··· Source extract ···
Railway•2y ago

urgent: horizontal scaling limited at 5 replicas

Hi! We're on the teams plan. We're trying to scale as fast as we can, but the scaling is limited at 5 replicas. is there anything we can do to get past that?

70 Replies

Percy•2y ago

Project ID: 120b5ec5-59d8-4087-84ae-4e0b3d934aa7

theodorOP•2y ago

120b5ec5-59d8-4087-84ae-4e0b3d934aa7

Brody•2y ago

now hold on, you have access to 32 vCPU and 32 GB of ram, and you are still hitting those limits?

theodorOP•2y ago

yes

Brody•2y ago

do you know how expensive the bill is gonna be? I mean absolutely no offense at all when I say this, but I think you may be running into inefficiencys in your code and are trying to throw compute at the problem

theodorOP•2y ago

do you work for railway? i don'

Brody•2y ago

I do not

theodorOP•2y ago

then that's not useful

Brody•2y ago

okay okay fair

theodorOP•2y ago

we can add multi threading later but rn i can't exactly rewrite shit

Brody•2y ago

@Angelo - pulling you in

theodorOP•2y ago

thank you

angelo•2y ago

Indeed you can! Real quick- why? What are you hosting?

theodorOP•2y ago

rizzgpt.app

angelo•2y ago

OH SICK congrats ok- jumping on and scaling

Brody•2y ago

wow that is sick, that's come a long way since you first showed it off

theodorOP•2y ago

tysm

Brody•2y ago

Angelo, I thought the replica limit was increased to 10? was the frontend ui not updated to allow that yet?

angelo•2y ago

Yea, I am confused about that I just grabbed lunch- going to work through this

theodorOP•2y ago

were you able to manually scale it?
···
#### [Prompt]
Rewrite the forum thread on replica scaling, starting at "Railway•2y ago" and ending at "get past that?", with "replicas" changed to "instances". The lines that come next are not needed.
··· Listed entries ···
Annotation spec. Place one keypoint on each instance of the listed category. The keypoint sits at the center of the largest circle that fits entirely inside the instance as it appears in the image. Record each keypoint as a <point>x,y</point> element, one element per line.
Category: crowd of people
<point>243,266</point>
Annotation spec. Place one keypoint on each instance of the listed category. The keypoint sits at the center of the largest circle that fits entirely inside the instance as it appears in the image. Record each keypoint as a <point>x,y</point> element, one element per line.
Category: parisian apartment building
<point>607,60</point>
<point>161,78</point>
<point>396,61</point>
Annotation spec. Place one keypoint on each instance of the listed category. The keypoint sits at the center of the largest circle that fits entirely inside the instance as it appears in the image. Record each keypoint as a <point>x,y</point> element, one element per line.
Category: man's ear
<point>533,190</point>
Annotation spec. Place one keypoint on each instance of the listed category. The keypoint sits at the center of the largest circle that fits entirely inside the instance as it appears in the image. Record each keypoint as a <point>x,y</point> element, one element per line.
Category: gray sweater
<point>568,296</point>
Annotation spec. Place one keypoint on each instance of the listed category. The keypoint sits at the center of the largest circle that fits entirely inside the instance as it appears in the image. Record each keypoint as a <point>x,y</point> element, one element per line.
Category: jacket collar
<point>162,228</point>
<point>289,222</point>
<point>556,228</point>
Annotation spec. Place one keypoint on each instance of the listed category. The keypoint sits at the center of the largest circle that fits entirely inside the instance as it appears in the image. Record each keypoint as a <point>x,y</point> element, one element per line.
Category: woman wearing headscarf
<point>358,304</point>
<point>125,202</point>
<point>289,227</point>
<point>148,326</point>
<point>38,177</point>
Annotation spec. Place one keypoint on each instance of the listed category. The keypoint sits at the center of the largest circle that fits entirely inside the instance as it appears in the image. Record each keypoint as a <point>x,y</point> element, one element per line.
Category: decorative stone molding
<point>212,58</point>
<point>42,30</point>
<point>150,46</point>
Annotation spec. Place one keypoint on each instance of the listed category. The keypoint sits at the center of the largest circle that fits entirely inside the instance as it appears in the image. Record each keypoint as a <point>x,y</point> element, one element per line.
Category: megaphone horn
···
#### [Response to this exercise]
Railway•2y ago

urgent: horizontal scaling limited at 5 instances

Hi! We're on the teams plan. We're trying to scale as fast as we can, but the scaling is limited at 5 instances. is there anything we can do to get past that?